# WHAT YOU NEED TO DO
Please reproduce each of the following entries exactly.

# GIVEN INFORMATION
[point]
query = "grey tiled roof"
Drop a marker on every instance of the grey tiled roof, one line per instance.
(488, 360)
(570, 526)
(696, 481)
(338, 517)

# THE COMPLETED TASK
[point]
query = "grey tiled roof"
Drop a marker on every instance of the grey tiled roof, one line per instance.
(488, 360)
(570, 526)
(696, 481)
(338, 517)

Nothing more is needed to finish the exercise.